#### [Exercise]
Count how many lines of the records below contain the string "chair", treating uppercase and lowercase as different, and give only that number.

* Start *

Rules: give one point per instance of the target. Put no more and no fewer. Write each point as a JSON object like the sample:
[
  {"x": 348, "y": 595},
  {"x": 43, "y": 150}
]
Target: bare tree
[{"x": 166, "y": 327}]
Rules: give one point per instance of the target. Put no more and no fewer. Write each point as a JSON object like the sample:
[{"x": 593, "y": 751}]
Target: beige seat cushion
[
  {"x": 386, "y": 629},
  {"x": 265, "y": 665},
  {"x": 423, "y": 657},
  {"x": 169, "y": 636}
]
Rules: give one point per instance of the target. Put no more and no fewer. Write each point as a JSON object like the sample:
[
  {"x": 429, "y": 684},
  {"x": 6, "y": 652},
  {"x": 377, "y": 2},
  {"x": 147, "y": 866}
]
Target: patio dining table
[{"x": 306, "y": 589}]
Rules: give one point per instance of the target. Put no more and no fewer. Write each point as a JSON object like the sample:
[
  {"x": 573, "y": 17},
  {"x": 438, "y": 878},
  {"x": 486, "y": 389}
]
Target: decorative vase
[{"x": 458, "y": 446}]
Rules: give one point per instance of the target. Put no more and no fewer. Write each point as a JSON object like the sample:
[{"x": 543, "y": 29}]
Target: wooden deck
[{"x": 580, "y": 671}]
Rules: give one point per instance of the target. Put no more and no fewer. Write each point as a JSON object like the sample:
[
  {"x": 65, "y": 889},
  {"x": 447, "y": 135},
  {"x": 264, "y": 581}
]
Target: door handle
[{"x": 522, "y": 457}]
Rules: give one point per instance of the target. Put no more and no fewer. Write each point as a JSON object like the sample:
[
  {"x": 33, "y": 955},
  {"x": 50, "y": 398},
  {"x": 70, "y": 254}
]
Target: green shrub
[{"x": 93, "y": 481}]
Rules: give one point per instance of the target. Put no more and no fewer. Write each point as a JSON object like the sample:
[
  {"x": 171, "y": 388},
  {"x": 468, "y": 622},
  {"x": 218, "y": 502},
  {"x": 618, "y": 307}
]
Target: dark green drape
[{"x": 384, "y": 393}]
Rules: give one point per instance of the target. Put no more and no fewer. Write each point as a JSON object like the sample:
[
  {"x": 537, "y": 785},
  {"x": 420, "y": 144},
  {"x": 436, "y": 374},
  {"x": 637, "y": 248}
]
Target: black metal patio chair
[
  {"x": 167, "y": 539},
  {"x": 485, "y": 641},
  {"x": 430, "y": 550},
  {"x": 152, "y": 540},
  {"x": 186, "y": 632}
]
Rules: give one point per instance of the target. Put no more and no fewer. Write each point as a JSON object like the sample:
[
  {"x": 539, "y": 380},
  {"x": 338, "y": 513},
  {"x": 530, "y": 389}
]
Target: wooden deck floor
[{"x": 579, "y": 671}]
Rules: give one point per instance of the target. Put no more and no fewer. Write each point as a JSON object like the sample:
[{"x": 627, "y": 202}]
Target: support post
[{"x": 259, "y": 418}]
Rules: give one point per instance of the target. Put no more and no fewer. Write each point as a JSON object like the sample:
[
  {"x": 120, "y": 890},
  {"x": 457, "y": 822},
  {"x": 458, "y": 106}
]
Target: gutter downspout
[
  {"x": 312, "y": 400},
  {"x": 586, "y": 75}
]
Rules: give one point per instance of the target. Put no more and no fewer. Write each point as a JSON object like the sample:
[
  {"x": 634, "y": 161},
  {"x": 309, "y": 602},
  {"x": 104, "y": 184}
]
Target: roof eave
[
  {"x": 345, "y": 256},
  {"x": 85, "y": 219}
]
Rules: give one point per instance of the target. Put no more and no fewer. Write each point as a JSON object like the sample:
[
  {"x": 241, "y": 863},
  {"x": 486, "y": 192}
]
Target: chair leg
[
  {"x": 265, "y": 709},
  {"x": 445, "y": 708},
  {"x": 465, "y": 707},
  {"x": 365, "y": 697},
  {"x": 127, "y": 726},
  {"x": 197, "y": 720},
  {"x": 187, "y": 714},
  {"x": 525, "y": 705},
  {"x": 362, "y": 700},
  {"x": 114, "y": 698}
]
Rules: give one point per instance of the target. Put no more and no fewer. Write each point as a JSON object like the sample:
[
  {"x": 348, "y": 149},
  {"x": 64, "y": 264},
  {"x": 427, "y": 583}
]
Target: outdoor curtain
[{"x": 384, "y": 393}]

* End *

#### [The completed task]
2